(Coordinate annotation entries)
☆ ☆ ☆ ☆ ☆ ☆ ☆

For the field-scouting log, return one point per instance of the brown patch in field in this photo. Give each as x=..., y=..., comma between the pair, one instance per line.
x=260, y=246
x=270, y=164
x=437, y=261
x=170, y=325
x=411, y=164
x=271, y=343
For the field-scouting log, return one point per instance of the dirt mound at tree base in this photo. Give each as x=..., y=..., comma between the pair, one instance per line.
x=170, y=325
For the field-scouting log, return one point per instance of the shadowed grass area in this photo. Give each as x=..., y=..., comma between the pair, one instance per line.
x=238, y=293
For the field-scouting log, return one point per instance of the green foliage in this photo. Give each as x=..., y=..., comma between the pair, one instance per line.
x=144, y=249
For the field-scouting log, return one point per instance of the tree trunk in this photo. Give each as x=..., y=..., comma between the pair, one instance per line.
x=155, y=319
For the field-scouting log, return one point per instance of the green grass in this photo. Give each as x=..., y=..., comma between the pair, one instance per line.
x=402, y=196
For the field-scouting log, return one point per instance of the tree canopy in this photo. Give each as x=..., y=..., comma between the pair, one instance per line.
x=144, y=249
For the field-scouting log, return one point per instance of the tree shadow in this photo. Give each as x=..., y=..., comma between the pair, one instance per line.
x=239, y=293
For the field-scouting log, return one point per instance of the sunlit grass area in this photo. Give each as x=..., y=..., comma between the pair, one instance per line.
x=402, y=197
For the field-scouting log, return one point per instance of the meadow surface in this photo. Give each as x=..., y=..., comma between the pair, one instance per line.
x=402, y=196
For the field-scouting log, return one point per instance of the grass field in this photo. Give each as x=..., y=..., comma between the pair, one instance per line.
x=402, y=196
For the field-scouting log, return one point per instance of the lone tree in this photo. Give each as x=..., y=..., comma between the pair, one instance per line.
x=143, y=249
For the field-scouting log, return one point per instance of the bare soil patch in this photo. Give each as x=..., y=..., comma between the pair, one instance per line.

☆ ☆ ☆ ☆ ☆ ☆ ☆

* Problem
Change "field-scouting log" to "crop-survey log" in the entries starting at the first line and ending at the line containing "x=238, y=293", and reproduce only those lines with everything else unchanged.

* Result below
For the crop-survey log, return one point per instance of the brown patch in field in this photo. Give each as x=..., y=..., comma between the pair, one instance per line.
x=260, y=246
x=270, y=164
x=437, y=261
x=170, y=325
x=411, y=164
x=271, y=343
For the crop-survey log, return one point per instance of the dirt mound at tree base in this photo. Give each as x=..., y=..., comma between the pair, one instance per line.
x=170, y=325
For the crop-survey log, return one point per instance of the shadowed grass area in this photo. Give each as x=..., y=..., comma between the pair, one instance per line.
x=238, y=293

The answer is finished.